Data lines:
++++++++
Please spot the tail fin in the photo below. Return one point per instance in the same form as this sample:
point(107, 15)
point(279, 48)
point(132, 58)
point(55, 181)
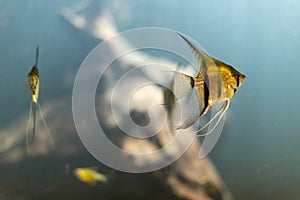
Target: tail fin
point(36, 56)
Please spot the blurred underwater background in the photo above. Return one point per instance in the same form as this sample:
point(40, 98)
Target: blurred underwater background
point(256, 156)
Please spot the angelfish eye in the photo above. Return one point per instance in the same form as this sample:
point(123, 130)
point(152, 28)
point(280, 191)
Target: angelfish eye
point(237, 78)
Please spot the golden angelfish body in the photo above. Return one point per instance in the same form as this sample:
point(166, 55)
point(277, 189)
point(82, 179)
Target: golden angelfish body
point(216, 82)
point(89, 175)
point(34, 83)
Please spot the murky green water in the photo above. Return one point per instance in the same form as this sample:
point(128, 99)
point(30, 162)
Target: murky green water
point(257, 154)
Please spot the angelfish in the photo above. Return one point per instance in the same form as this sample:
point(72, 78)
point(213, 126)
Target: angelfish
point(89, 175)
point(34, 83)
point(216, 82)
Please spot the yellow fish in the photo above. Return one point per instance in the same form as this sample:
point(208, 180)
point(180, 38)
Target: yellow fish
point(89, 175)
point(215, 83)
point(34, 83)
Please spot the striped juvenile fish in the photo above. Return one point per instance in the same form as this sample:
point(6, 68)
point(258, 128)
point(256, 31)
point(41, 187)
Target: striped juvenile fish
point(34, 83)
point(215, 83)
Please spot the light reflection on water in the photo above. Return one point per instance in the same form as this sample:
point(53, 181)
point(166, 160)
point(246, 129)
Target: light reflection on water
point(258, 148)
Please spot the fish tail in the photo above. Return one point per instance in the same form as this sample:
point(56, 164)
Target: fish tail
point(37, 55)
point(46, 126)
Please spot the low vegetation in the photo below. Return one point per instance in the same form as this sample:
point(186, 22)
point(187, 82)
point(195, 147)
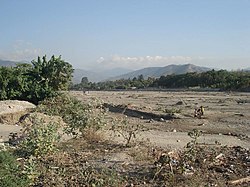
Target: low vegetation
point(37, 156)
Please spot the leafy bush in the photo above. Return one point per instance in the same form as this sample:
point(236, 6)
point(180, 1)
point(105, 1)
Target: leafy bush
point(77, 115)
point(11, 172)
point(36, 81)
point(40, 139)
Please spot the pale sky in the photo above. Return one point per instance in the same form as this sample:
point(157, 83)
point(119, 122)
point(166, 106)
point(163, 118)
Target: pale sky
point(132, 34)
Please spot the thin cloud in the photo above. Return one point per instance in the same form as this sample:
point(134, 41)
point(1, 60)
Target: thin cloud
point(21, 51)
point(144, 61)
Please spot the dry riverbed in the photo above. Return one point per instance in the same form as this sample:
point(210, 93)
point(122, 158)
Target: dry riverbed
point(226, 120)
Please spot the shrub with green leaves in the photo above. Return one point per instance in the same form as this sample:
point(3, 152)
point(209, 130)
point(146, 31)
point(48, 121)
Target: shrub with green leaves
point(11, 172)
point(41, 138)
point(77, 115)
point(36, 81)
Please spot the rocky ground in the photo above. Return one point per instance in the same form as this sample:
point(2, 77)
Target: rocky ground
point(159, 156)
point(226, 120)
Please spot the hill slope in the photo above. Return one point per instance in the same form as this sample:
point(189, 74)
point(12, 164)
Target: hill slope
point(162, 71)
point(7, 63)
++++++++
#### Exercise
Extract every line of the items above verbatim, leaving the pictures out of your answer.

#### Final result
Please spot the tail fin in the photo below. Return one point per instance in the same form as this sample:
point(107, 15)
point(279, 48)
point(132, 58)
point(55, 181)
Target: tail fin
point(36, 56)
Please spot the blurred underwater background in the photo above. Return one point per instance in the same form as this sample:
point(40, 98)
Target: blurred underwater background
point(256, 156)
Please spot the angelfish eye in the photo above. Return one point per instance in the same form as this sample:
point(123, 130)
point(152, 28)
point(280, 191)
Target: angelfish eye
point(237, 78)
Please spot the golden angelfish body in the photo above. Return one point per instance in the same form as this sample:
point(166, 55)
point(277, 189)
point(82, 179)
Target: golden angelfish body
point(216, 82)
point(89, 175)
point(34, 83)
Please spot the murky green water in the photo above. Return one point per instance in the same form as this sample:
point(128, 99)
point(30, 162)
Target: murky green water
point(257, 154)
Please spot the angelfish in the photo above. Return one point per instance in the same form as this sample:
point(72, 78)
point(213, 126)
Target: angelfish
point(89, 175)
point(34, 83)
point(216, 82)
Please spot the yellow fish in the photo above. Return one point per instance in the same form as this sample:
point(208, 180)
point(180, 38)
Target: yellow fish
point(89, 175)
point(215, 83)
point(34, 83)
Please spot the striped juvenile fish in the photo above. Return one point per instance in the same form as this sample:
point(6, 68)
point(258, 128)
point(256, 31)
point(41, 187)
Target: striped juvenile fish
point(34, 83)
point(215, 83)
Please spot the light reflection on water in the photo above. Return one point per instance in the same form as this sample:
point(53, 181)
point(166, 160)
point(246, 129)
Target: light reflection on water
point(258, 148)
Please spot the fish tail in the photo above. Return one point per instance in the same form as this sample:
point(56, 164)
Target: fish tail
point(37, 55)
point(46, 126)
Please spot the low vegetation in the photo below. Return one point per instance in the same form as this sample:
point(186, 22)
point(187, 82)
point(195, 147)
Target: low vegetation
point(37, 156)
Please spot the leafy bush in the photo above. Return one point per instance in the same form as this sample:
point(236, 6)
point(180, 1)
point(105, 1)
Target: leafy bush
point(77, 115)
point(11, 172)
point(36, 81)
point(40, 139)
Please spot the pale sky in the photo above. Return one point per instance in the same form as this sample:
point(157, 83)
point(119, 122)
point(166, 106)
point(163, 118)
Target: pale sky
point(132, 34)
Please spot the thin cloud in the photo above. Return one point per instance in the same form as this sample:
point(134, 41)
point(1, 60)
Target: thin cloud
point(21, 51)
point(144, 61)
Please spot the dry riverbed in the photo above. Return one point per instance in the same form as this sample:
point(210, 93)
point(122, 158)
Target: dry riverbed
point(226, 120)
Please spot the shrub with green leaves in the photo above. Return one point per instance in the same form as this sample:
point(3, 152)
point(209, 130)
point(146, 31)
point(48, 121)
Target: shrub with green leaves
point(11, 172)
point(41, 138)
point(77, 115)
point(36, 81)
Please spot the rocky ground in the photo above. Return one point per instance in the same form as this sample:
point(2, 77)
Target: rocky ground
point(159, 156)
point(226, 120)
Please spot the hill slope in the photo above. Return one point per instance in the same form as this sample:
point(189, 74)
point(12, 164)
Target: hill slope
point(162, 71)
point(7, 63)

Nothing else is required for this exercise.